======== Texte d'étude ========
Moralité de “croire” en des données scientifiques
17 janvier 2022, Saint Antoine Abbé
« Je crois en la science », « il faut croire en la science », telles sont les phrases qui résonnent aujourd’hui à tout bout de champ pour demander ou justifier son assentiment a priori à un ensemble de données “scientifiques”, y compris celles qui parfois ne peuvent être connues que par très peu d’experts et sur lesquelles eux-mêmes ne possèdent peut-être pas de certitudes. En effet, nous assistons aujourd’hui, sur fond d’intérêts stratosphériques, à la fusion d’une prétendue “Foi en la Science” avec l’émotivité savamment guidée par les rênes des médias, auxquels on voue un assentiment aveugle. Et c’est précisément ce même consensus médiatique, qui ne fait pas l’économie du recours à l’irrationalité hystérique, qui invoque sans cesse la “science”, comme couverture, à laquelle « il faut croire ». Les mêmes qui, en sophistes, il y a peu de temps encore, nous enseignaient que la “Science” (avec une majuscule) excluait toute croyance, surtout en Dieu, nous disent maintenant que nous devons « croire en la science », et certains ecclésiastiques sont même allés jusqu’à dire, dans un asservissement total aux pouvoirs mondains, que c’est un péché grave de ne pas obéir aux thèses actuelles “de la science”.
========
Relevez, dans l'ordre, toutes les expressions que le texte sur la croyance en la science place entre guillemets français « ».
======== Données fournies ========
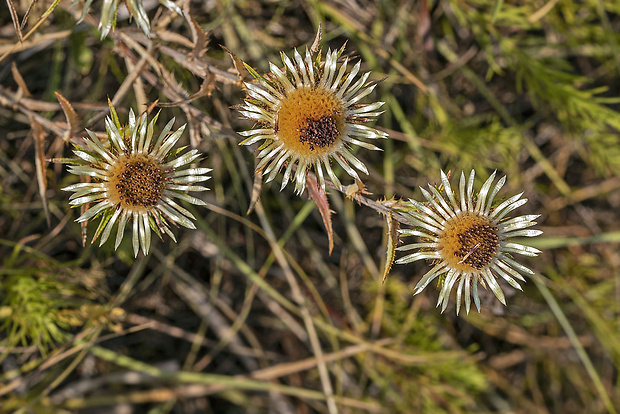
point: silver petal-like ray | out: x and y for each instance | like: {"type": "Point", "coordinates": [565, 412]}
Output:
{"type": "Point", "coordinates": [452, 229]}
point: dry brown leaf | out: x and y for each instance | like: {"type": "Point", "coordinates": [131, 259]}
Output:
{"type": "Point", "coordinates": [39, 135]}
{"type": "Point", "coordinates": [316, 193]}
{"type": "Point", "coordinates": [20, 81]}
{"type": "Point", "coordinates": [200, 39]}
{"type": "Point", "coordinates": [73, 120]}
{"type": "Point", "coordinates": [256, 188]}
{"type": "Point", "coordinates": [15, 18]}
========
# Résultat
« Je crois en la science »
« il faut croire en la science »
« il faut croire »
« croire en la science »